• PROVIDED TEXT:
Returning home after a mission trip
I’ve been following some of the news of the team members who had recently had their short-term outreach to Swaziland from Florida, USA. Most of them are on Facebook. Personally I’m not very fond of Facebook but I must admit that it does give me the opportunity to have closer contact with this team as a whole. But more than anything else I think, I’m intrigued to see how these students adapt to their “normal” lives after their visit to Swaziland.
On their arrival back in the states, they immediately set up a group on Facebook where they could post their photos and video clips and send messages to each other. The first messages were: “I feel so lost without seeing you guys today!!!!” and “I miss you all & Love you all so much!! Hope your summers are swell! Keep in touch, and POST PICTURES! Love you all!” Then the posts concentrated on asking the team members to post their video clips. But now, two weeks later, there is hardly any mention anymore about their trip to Swaziland.

• TASK 1:
Do the statements below agree with the mission trip post? Answer yes or no for each, and quote the words that decide it.
(a) The writer is very fond of Facebook.
(b) The team set up a Facebook group once they were back in the states.
(c) Two weeks later, the team still often mentions their trip to Swaziland.
• TASK 2: Extend the mission trip post from where it stops.

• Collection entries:

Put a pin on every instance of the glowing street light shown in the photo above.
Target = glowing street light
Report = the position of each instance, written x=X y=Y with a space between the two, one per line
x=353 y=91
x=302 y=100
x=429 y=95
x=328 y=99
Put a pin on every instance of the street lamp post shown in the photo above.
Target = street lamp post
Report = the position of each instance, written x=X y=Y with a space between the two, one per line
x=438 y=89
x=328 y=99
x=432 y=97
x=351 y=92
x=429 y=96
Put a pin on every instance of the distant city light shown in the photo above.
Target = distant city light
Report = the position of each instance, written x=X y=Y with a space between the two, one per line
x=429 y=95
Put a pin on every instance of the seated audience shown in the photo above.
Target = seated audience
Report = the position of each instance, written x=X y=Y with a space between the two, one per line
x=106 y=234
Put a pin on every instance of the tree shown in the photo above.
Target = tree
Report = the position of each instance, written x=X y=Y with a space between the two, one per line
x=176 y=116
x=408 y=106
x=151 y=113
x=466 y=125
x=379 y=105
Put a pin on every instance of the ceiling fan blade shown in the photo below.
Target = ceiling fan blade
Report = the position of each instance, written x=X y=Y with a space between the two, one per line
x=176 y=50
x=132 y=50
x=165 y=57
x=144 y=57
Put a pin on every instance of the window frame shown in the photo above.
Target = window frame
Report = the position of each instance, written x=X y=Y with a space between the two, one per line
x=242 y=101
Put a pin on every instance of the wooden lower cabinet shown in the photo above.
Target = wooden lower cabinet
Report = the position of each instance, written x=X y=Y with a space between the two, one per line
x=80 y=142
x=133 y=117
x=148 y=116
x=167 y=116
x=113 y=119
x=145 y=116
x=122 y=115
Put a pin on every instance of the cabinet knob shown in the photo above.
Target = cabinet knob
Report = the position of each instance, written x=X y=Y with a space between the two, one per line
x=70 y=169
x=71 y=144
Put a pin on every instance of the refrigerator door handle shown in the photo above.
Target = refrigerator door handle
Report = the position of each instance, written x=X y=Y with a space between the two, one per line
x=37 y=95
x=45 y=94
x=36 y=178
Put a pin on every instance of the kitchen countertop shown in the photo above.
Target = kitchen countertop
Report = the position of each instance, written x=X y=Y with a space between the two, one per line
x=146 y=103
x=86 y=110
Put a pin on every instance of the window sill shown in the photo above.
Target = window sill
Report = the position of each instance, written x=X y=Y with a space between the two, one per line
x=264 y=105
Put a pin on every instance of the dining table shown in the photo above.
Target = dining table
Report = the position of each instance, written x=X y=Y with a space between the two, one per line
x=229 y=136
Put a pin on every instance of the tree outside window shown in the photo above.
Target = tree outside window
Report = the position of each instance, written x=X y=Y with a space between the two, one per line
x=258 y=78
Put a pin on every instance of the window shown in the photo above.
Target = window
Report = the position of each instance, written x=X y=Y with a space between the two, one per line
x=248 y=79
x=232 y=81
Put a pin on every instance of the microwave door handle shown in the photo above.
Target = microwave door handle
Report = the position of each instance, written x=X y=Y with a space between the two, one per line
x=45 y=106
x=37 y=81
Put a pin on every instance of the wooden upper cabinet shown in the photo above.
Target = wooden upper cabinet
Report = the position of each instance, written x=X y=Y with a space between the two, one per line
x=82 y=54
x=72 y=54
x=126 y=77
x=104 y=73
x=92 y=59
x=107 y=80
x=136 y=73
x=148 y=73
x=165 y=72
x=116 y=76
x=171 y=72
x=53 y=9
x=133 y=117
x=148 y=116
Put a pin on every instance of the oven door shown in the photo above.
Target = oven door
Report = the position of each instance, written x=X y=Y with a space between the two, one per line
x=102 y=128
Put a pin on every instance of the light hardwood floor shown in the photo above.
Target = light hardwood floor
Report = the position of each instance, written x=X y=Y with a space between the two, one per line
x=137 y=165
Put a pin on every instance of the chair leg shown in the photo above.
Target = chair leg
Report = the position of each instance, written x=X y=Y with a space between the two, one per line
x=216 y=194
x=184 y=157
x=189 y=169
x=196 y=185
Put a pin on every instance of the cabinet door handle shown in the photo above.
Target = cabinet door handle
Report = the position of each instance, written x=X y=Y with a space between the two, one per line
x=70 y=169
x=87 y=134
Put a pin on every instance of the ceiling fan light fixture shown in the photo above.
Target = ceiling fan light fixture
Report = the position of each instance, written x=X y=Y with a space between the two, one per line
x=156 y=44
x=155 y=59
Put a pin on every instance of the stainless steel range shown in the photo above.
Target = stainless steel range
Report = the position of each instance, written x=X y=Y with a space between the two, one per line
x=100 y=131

• RESPONSE BOX 1:
(a) No: "Personally I’m not very fond of Facebook"
(b) Yes: "On their arrival back in the states, they immediately set up a group on Facebook"
(c) No: "But now, two weeks later, there is hardly any mention anymore about their trip to Swaziland."

• RESPONSE BOX 2:
Looking at the individuals’ profiles, it is clear, after two weeks of leaving Swaziland, that life is “back to normal” for most of them, with only one or two still mentioning constantly that they wish they could be back in Swaziland. Oh, and it was interesting to see, just after their return from Swaziland, that all of them had changed their profile photos to one taken in Swaziland. A few have already changed their photos again showing something which they had done during the past few days.
OK, two questions: If I had told the group, just before they left Swaziland that for most of them Swaziland will be a far-off memory in a few weeks time, would they have believed me? Probably not. Is this abnormal? Probably not. I think different people react differently to short-term outreaches. I myself get much more emotionally attached to people than many of my friends. For the past eight years I’ve been going to Samara in Russia for two weeks. For the first week or two after my return, I really struggle to focus on my normal duties. All I can think of is my visit to Russia. I’m not a great tennis fan, but after returning from Russia my wife (she loves tennis) calls me to come and watch each time that Maria Sharapova plays, not because she’s blonde or beautiful or an excellent tennis player, but because she’s Russian! My wife has been to Russia with me, so she understands my withdrawal symptoms after arriving back at home.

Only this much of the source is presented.